Repeat, exactly and completely, the material that follows. Omit the pictures.

> **Data extracted from a collection**
****

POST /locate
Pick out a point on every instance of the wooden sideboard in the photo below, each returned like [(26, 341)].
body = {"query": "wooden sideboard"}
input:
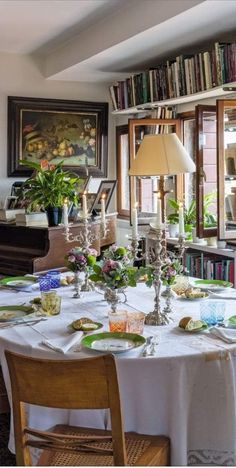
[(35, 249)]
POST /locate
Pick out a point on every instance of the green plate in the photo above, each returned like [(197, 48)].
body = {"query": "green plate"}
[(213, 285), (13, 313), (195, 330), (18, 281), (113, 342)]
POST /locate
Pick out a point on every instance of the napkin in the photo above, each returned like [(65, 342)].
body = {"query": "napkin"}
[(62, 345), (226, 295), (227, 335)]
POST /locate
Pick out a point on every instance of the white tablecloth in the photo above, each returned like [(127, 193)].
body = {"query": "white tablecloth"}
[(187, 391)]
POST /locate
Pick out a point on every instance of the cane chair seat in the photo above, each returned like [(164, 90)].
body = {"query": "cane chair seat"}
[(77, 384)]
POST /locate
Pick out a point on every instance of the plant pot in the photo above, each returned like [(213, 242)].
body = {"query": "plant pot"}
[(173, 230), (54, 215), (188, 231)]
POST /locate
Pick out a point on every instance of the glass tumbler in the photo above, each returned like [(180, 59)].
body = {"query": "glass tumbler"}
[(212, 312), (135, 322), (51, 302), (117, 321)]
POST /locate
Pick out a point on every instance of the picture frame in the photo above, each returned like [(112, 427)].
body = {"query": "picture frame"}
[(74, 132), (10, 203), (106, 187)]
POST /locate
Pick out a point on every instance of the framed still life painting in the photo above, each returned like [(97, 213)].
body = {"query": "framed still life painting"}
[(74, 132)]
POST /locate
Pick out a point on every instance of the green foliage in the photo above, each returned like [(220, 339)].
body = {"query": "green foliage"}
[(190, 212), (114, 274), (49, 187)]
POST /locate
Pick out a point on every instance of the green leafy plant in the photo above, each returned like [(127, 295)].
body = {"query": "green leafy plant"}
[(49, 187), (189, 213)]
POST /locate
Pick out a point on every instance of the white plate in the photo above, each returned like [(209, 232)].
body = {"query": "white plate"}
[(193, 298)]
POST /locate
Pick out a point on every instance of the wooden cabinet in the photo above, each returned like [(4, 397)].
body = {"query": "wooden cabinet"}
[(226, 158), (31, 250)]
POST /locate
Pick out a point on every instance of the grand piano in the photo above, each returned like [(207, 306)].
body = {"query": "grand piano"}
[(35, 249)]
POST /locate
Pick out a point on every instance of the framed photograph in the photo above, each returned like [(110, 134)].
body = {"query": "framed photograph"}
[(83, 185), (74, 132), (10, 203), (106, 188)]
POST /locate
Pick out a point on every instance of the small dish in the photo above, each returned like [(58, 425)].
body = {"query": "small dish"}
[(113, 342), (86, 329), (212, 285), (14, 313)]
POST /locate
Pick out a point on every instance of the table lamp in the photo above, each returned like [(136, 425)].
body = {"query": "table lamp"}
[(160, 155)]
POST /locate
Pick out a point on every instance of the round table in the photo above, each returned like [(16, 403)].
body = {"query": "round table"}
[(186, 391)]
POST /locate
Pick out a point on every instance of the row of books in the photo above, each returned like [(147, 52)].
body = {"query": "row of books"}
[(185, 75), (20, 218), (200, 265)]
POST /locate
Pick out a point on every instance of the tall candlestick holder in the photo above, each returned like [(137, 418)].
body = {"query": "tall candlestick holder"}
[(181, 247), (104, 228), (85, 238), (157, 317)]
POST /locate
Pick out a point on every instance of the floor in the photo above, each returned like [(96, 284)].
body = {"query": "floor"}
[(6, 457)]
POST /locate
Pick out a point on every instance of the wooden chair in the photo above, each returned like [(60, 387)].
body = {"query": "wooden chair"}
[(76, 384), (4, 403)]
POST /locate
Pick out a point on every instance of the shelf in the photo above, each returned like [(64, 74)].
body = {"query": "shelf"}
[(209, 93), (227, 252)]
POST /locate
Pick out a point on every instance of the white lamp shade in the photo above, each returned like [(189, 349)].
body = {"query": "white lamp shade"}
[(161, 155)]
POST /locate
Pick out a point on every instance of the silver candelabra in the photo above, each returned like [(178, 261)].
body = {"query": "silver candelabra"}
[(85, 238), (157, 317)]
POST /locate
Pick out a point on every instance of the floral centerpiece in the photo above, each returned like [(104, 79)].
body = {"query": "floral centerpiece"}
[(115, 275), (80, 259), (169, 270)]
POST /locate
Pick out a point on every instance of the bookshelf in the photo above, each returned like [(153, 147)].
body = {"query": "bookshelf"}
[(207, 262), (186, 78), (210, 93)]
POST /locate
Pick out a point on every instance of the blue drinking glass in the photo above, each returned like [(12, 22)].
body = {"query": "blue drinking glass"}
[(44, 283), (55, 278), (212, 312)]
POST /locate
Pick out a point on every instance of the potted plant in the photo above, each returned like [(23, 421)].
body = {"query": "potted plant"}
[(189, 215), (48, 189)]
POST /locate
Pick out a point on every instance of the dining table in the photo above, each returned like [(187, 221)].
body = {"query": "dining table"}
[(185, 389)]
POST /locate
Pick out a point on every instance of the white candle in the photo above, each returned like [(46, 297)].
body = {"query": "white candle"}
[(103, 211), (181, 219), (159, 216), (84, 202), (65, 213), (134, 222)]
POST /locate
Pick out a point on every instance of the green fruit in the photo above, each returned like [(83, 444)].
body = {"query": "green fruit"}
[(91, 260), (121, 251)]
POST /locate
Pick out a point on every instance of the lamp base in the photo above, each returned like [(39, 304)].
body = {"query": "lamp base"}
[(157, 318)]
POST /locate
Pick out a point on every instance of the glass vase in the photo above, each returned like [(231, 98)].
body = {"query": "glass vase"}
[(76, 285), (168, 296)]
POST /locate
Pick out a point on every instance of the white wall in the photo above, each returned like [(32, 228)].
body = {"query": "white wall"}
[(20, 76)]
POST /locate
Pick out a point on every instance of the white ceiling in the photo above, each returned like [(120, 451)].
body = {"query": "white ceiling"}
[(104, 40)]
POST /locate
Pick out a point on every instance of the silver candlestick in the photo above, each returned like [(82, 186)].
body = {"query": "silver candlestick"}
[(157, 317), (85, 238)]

****

> **SOLUTION**
POST /locate
Pick out a point on every instance of the wooden sideboard in the photo below, each returned like [(26, 341)].
body = {"query": "wooden sideboard"}
input:
[(35, 249)]
POST /locate
Pick out a point on every instance of the green plate in the photo above, each returned like [(197, 48)].
body = {"query": "green plate"}
[(213, 285), (13, 313), (195, 330), (18, 281), (113, 342)]
POST /locate
Pick out a point on every instance of the napkin in the photo above, each returned like [(65, 342)].
body = {"query": "napkin"}
[(62, 345), (226, 295), (227, 335)]
POST /locate
Pick out a point on every instance of the white tablecloth in the photo above, each returned like [(127, 193)].
body = {"query": "white tablecloth"}
[(187, 391)]
POST /locate
Pick out a point on every instance of the cane chair seat in the photo above, each returned like [(164, 90)].
body = {"query": "cane chair seat"}
[(77, 384)]
POST /locate
Pick out a point on every instance of the plant pot in the photo above, each returned like [(213, 242)].
body = {"query": "plant pot"}
[(173, 230), (54, 215), (188, 231)]
POST /locate
Pick out a point on every instance of the glass tumbler in the photo above, each returned like [(180, 59)].
body = {"query": "glass tumbler"}
[(212, 312), (135, 322), (51, 302), (117, 321)]
POST /locate
Pick out a point on every instance of the picture frame in the photo above, each returned like [(112, 427)].
body = {"query": "picture frame"}
[(74, 132), (10, 203), (106, 187)]
POST /locate
Pick out a point on every instance of the framed still life painting in the photo above, each returned like [(97, 213)].
body = {"query": "framed still life painting"}
[(74, 132)]
POST /locate
Pick out a point on every instance of the green foliage in the photo above, each returned like [(220, 339)].
body = {"query": "green foliage"}
[(190, 212), (114, 274), (49, 187)]
POST /locate
Pick out a point on every instance of the green leafy plant in the photo above, each returned like [(127, 295)].
body = {"query": "green leafy plant"}
[(49, 187), (189, 213)]
POST /locate
Pick out a point on every instance of the white plate in the photo above, each returned like [(209, 232)].
body = {"query": "white plate"}
[(193, 298)]
POST /locate
Pick out a point on every instance of the wooden cabinet in the photo above, each returned like [(4, 397)].
body = {"query": "wooden cabinet"}
[(226, 158), (31, 250)]
POST /locate
Pick out a point on every instance of the grand piano in the photo above, each returned like [(207, 306)].
body = {"query": "grand piano"}
[(35, 249)]
POST /locate
Pick out a point on every instance of the framed photograph in the photo above, each returned like [(110, 134)].
body = {"query": "framed photograph"}
[(83, 185), (74, 132), (10, 203), (106, 188)]
POST /locate
Pick out a point on every instance of the small dish in the photo above, each returned like [(58, 425)].
body = {"query": "small dish"}
[(113, 342), (86, 329), (212, 285), (14, 313)]
POST /locate
Pick out a point on every instance of the table lamp in the photo above, each returned like [(136, 425)].
body = {"query": "table lamp"}
[(160, 155)]
POST /locate
Pick out a point on every instance of the round table in the photo above, each returned like [(16, 403)].
body = {"query": "round table"}
[(186, 391)]
POST /locate
Pick out a point on every instance of the row of books in the photo above, each returned like [(147, 52)].
body = {"query": "row of books"}
[(185, 75), (20, 218), (200, 265)]
POST /locate
Pick out a point on every instance of the tall candlestick holder in the photo above, each returned like [(137, 418)].
body = {"query": "tall candlestick holder"}
[(181, 247), (104, 228), (85, 238), (157, 317)]
POST /locate
Pick out a point on every instance of the floor in the photo above, each returned like [(96, 284)].
body = {"query": "floor"}
[(6, 457)]
POST /locate
Pick out a point on every instance of the wooden chair in the photo above, each returned like [(60, 387)].
body = {"query": "wooden chair"}
[(76, 384), (4, 403)]
POST /locate
Pick out a point on every instance of the shelf in the photo above, each returned like [(64, 74)].
body = {"query": "shelf"}
[(209, 93), (227, 252)]
POST /locate
Pick out a point on every instance of the white lamp shade in the photo above, each returned like [(189, 349)].
body = {"query": "white lamp shade"}
[(161, 155)]
POST /locate
Pick out a point on every instance of the silver candelabra in the photo above, each returned like [(178, 261)].
body = {"query": "silver candelabra"}
[(85, 238), (157, 317)]
POST /locate
Pick out a point on every instance of the floral centerpiece in the photo above, each returned like [(104, 79)].
body = {"query": "floral centerpiece"}
[(115, 275), (80, 259), (169, 270)]
POST /locate
Pick out a point on every instance of the bookshelf in the photo above, each returned like [(153, 147)].
body = {"query": "bookshelf"}
[(207, 262), (186, 78), (210, 93)]
POST /locate
Pick out a point on every instance of the blue drinking glass in the photo above, each returned like [(12, 22)].
body = {"query": "blue drinking glass"}
[(44, 283), (55, 278), (212, 312)]
POST /locate
Pick out a point on every instance of the potted plant in the photo above, each returned like [(23, 421)].
body = {"query": "potted plant"}
[(189, 215), (48, 189)]
POST /locate
Pick out a point on every instance of the dining table in the photo above, each returned like [(187, 221)].
body = {"query": "dining table"}
[(185, 389)]
POST /locate
Pick out a point on every instance of the white candle in the photo above, each returned like [(46, 297)].
body = {"query": "white candle"}
[(103, 211), (181, 219), (159, 216), (84, 202), (65, 213), (134, 222)]
POST /locate
Pick out a point on every instance of the green fruit in the photo above, each returned like [(83, 444)].
body = {"query": "green fruit"}
[(91, 260), (121, 251)]
POST /locate
Pick out a point on every instance of the lamp base in the photo above, each returned like [(39, 304)].
body = {"query": "lamp base"}
[(157, 318)]
POST /locate
Pick out a point on every instance of the glass vase in the photo above, each returned like [(231, 98)].
body = {"query": "glass vase"}
[(76, 285), (168, 296)]
POST /locate
Pick out a point on every instance of the white wall in the photo above, each returned like [(32, 228)].
body = {"query": "white wall"}
[(20, 76)]
POST /locate
Pick out a point on every instance of the white ceiling in the photo above, each returned like [(120, 451)].
body = {"query": "white ceiling"}
[(104, 40)]
POST /locate
Pick out a point on every instance of the silver candlestick in the photo above, each returned like [(82, 186)].
body = {"query": "silver candlestick"}
[(157, 317), (85, 238)]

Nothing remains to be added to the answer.